Instruções da tarefa
Quais linhas do material contêm a palavra "dirt"? Extraia cada uma delas por inteiro.

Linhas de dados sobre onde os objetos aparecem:
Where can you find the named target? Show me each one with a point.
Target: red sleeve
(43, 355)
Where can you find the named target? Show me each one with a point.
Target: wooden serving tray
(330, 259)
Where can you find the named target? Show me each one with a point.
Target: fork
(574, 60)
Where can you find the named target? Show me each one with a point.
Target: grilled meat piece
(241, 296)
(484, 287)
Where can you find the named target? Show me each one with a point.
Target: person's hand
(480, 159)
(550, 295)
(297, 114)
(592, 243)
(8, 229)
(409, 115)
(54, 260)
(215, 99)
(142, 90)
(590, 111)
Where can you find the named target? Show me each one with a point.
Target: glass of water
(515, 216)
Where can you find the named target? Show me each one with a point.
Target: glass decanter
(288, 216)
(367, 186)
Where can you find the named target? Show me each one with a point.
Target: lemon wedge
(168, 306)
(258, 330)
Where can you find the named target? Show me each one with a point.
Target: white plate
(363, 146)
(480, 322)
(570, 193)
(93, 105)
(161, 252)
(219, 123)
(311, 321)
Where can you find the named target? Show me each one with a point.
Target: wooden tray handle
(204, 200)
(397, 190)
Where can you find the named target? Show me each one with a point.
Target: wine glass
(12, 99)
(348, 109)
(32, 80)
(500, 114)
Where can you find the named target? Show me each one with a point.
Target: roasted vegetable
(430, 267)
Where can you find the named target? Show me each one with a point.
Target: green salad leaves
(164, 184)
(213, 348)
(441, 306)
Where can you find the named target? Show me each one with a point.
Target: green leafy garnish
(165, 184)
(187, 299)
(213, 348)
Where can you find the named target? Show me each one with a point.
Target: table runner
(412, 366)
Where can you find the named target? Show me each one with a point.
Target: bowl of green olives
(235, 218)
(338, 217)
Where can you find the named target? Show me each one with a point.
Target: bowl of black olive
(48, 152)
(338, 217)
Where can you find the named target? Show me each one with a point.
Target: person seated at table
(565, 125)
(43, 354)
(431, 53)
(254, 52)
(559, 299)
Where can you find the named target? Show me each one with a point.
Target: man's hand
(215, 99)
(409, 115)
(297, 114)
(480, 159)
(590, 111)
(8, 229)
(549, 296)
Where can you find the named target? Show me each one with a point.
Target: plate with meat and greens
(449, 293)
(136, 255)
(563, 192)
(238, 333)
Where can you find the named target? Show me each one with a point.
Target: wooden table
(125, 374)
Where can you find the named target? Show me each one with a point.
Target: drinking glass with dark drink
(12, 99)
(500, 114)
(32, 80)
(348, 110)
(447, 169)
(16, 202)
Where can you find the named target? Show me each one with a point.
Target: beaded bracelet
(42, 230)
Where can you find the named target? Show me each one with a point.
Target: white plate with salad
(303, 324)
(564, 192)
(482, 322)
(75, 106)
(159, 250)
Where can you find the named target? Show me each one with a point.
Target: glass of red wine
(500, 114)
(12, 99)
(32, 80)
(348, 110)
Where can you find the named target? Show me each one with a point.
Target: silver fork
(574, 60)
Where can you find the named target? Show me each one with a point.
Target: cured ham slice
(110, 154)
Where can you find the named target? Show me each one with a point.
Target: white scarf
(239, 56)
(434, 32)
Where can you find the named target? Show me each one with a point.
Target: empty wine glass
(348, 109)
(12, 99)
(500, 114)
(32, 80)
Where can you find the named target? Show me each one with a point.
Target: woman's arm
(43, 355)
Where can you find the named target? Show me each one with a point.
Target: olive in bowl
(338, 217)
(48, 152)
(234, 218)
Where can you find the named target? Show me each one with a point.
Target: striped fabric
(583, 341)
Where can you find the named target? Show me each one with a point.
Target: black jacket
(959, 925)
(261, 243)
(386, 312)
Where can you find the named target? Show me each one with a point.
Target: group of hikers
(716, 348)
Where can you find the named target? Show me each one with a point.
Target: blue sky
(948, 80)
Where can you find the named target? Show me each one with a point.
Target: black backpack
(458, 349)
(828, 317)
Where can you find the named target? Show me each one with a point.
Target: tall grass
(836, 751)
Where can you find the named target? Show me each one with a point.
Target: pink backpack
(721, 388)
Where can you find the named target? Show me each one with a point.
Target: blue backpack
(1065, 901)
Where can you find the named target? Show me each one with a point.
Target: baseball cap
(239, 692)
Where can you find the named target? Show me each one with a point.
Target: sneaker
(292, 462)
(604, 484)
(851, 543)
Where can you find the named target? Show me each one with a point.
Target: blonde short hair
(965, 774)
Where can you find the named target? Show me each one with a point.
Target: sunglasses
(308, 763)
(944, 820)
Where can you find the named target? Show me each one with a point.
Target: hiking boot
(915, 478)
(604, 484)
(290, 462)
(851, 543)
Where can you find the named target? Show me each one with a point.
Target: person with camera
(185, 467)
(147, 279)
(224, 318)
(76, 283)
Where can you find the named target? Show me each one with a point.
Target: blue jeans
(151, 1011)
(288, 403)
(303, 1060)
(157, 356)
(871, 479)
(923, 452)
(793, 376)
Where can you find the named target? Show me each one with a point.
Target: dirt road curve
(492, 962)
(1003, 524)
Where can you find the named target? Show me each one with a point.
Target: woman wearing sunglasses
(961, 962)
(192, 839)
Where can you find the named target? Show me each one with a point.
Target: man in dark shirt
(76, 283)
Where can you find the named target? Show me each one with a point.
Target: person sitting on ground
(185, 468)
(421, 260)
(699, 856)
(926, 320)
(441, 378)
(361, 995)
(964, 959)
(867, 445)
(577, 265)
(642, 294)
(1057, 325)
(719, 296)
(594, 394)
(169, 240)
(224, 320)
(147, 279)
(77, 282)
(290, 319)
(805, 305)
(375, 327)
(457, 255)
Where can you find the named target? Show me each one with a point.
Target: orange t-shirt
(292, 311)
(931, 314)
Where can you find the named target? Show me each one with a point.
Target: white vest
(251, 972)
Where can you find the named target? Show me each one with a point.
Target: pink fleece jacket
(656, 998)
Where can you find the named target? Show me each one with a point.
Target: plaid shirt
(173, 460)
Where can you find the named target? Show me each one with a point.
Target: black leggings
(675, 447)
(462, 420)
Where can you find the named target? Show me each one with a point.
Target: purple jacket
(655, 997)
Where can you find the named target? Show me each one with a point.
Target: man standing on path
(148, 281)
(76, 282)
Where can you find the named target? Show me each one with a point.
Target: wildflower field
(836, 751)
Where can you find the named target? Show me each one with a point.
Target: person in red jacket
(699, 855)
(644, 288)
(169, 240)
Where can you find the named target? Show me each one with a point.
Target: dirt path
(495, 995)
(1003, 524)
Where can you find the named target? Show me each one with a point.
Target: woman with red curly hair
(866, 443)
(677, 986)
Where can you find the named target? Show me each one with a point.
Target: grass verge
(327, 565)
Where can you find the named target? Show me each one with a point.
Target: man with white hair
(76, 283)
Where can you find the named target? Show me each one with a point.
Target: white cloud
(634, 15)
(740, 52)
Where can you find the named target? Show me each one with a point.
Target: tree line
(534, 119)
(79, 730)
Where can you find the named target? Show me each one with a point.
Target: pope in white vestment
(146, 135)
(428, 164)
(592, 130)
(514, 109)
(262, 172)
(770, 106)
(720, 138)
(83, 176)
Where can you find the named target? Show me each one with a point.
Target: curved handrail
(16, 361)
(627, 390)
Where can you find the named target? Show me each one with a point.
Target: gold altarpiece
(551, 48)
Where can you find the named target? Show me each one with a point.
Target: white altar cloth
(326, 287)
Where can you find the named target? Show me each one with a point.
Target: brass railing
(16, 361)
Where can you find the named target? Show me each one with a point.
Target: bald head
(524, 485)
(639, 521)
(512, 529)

Resultado da tarefa
Target: dirt road curve
Target: dirt path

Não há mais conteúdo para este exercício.